[INSTRUCTIONS]
a - From the article about the Amtrak engineer, copy out the passage starting with "Amtrak Engineer 'Very" and going on through "cooperating with authorities.", word for word.
b - Pick up the article on the Amtrak crash in Philadelphia after its final sentence and keep writing it.

[PASSAGE SHOWN]
:::

Amtrak Engineer 'Very Distraught,' Doesn't Remember Crash, Attorney Says

At least 7 killed, hundreds injured when train derailed.

ByABC News
May 14, 2015, 12:41 AM

— -- The engineer of the Amtrak train that crashed in Philadelphia "has absolutely no recollection of the incident or anything unusual" and "no explanation" for what caused the crash, his attorney told ABC News.

The engineer, Brandon Bostian, 32, of Queens, New York, was “very distraught” to learn that the crash killed at least seven people, the attorney, Robert Goggin, told ABC News. He added that Bostian voluntarily turned over a blood sample and his cell phone and is cooperating with authorities.

“I asked him if he had any medical issues,” Goggin said. “He said he had none. He's on no medications ... He has no health issues to speak of and just has no explanation.”

Goggin noted Bostian suffered injuries in the crash, including a concussion and injuries to his legs that required treatment at a hospital.

:::

[RECORDS PROVIDED]

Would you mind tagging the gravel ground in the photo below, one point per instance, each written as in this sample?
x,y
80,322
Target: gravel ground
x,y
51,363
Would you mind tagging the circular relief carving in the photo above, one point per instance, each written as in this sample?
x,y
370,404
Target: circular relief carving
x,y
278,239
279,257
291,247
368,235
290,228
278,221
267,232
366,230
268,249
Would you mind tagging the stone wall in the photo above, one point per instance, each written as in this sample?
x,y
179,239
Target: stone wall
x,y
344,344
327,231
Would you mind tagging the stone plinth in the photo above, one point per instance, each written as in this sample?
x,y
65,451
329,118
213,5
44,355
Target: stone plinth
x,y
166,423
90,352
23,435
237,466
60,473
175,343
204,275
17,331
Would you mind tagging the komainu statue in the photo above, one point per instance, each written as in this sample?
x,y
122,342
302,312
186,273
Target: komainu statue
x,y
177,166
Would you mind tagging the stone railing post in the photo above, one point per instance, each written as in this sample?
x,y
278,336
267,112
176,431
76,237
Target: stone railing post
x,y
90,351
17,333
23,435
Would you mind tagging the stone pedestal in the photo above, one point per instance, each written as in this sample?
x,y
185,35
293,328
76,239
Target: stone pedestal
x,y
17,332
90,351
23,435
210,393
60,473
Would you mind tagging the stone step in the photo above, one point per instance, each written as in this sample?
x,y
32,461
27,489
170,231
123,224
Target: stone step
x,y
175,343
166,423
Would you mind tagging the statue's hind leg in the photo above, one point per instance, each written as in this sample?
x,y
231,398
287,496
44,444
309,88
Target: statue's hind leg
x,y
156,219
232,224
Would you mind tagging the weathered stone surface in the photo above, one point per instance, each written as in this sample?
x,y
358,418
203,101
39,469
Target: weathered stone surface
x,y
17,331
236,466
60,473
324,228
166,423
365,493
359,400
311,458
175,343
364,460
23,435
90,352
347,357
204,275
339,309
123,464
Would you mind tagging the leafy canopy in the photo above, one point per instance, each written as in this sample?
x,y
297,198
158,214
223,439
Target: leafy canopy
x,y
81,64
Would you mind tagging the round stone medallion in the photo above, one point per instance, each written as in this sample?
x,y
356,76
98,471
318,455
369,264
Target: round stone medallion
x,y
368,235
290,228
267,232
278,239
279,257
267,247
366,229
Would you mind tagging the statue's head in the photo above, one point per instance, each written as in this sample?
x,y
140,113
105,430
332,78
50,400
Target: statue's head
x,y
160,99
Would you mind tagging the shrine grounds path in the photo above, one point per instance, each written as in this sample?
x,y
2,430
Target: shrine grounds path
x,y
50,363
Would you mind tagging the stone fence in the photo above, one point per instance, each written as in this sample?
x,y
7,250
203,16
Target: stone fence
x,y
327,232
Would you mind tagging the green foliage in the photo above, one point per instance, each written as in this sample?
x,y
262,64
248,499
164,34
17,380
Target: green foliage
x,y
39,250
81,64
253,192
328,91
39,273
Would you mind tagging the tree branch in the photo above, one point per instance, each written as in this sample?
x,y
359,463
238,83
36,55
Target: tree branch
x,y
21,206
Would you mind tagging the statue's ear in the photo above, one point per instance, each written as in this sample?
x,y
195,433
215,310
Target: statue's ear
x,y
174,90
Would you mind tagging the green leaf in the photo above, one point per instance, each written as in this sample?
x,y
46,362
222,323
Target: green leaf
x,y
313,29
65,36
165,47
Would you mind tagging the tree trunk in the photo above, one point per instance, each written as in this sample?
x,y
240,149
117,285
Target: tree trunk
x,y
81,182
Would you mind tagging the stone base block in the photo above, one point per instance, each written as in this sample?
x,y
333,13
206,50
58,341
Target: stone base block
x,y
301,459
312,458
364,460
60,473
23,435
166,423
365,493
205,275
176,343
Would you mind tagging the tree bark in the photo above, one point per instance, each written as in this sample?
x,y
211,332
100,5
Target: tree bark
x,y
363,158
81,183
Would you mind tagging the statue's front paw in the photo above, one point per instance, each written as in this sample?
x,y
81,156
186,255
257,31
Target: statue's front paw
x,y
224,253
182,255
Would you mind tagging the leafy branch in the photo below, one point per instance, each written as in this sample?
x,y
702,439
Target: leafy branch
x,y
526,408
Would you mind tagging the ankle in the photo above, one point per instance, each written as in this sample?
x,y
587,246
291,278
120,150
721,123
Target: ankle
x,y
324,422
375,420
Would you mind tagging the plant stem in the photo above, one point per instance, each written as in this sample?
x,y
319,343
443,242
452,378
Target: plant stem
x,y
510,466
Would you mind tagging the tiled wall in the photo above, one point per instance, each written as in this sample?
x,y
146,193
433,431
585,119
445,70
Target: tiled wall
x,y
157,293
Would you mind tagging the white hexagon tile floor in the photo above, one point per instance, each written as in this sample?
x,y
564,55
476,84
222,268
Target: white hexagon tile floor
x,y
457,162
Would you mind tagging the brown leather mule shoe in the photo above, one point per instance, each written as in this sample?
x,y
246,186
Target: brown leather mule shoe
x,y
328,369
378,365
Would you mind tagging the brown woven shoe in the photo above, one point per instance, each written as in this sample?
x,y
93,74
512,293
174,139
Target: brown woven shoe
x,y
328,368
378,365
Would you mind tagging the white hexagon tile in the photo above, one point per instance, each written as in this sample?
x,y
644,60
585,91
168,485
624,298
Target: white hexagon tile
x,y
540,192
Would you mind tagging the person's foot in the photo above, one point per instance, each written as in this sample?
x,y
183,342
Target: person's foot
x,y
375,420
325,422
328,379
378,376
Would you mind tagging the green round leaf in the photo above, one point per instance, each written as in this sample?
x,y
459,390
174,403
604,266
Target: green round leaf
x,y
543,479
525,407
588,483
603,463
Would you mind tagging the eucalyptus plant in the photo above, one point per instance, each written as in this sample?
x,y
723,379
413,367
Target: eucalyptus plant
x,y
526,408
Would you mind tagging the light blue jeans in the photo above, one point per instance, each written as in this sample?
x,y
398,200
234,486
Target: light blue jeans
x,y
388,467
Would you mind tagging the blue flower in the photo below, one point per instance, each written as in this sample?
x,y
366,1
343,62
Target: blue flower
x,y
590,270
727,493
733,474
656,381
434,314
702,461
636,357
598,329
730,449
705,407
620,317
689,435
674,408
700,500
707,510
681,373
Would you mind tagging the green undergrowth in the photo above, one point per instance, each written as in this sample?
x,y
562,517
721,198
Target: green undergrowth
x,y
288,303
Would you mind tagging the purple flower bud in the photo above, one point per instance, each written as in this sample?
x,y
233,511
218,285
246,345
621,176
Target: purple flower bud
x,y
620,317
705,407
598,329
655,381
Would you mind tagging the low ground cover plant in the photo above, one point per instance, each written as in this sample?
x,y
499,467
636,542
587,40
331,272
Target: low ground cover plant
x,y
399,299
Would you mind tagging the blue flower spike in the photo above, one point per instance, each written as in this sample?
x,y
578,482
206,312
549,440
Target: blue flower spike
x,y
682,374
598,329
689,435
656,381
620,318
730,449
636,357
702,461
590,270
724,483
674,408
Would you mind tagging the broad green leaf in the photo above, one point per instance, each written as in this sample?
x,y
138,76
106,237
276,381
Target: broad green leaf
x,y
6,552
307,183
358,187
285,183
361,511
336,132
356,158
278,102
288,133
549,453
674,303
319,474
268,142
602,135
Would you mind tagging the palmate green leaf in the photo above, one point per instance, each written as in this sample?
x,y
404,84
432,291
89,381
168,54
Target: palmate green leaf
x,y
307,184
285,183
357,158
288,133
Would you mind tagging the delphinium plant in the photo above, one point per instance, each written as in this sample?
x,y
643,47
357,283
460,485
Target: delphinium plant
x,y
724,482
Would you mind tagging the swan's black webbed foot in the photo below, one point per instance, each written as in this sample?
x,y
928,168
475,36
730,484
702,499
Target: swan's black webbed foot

:::

[ANSWER SECTION]
a -
Amtrak Engineer 'Very Distraught,' Doesn't Remember Crash, Attorney Says

At least 7 killed, hundreds injured when train derailed.

ByABC News
May 14, 2015, 12:41 AM

— -- The engineer of the Amtrak train that crashed in Philadelphia "has absolutely no recollection of the incident or anything unusual" and "no explanation" for what caused the crash, his attorney told ABC News.

The engineer, Brandon Bostian, 32, of Queens, New York, was “very distraught” to learn that the crash killed at least seven people, the attorney, Robert Goggin, told ABC News. He added that Bostian voluntarily turned over a blood sample and his cell phone and is cooperating with authorities.

b -
“He remembers driving the train,” Goggin said. “He remembers going to that area generally, [but] has absolutely no recollection of the incident or anything unusual. He recalls -- the next thing he recalls is being thrown around, coming to, finding his bag, getting his cell phone and dialing 911.”

Later, however, Bostian learned the details.

“The television was on in the police district, and the constant count and recounting of the incident was being broadcast in his face all morning, and he was distraught,” Goggin said.

Though Bostian retained an attorney, Goggin said, he has not stopped cooperating with police, and was willing to speak to National Transportation Safety Board investigators, as well.

An NTSB board member said an initial review of the train's data recorder shows that the train was going 106 mph three seconds before the recording ended, when the engineer pressed the full emergency brake application. The train was going 102 mph at the end of the recording. There is a 50 mph limit at the curve where the train derailed and a 70 mph limit for regional trains in the area preceding the curve, so the reason why the train was going so fast will be one of the biggest questions facing investigators.

Goggin said Bostian does not remember setting the emergency brake.

"He said he was pulling into speed-restricted track," Goggin said. "It was on speed-restricted track, and the next thing he recalls is waking up and looking for his cell phone."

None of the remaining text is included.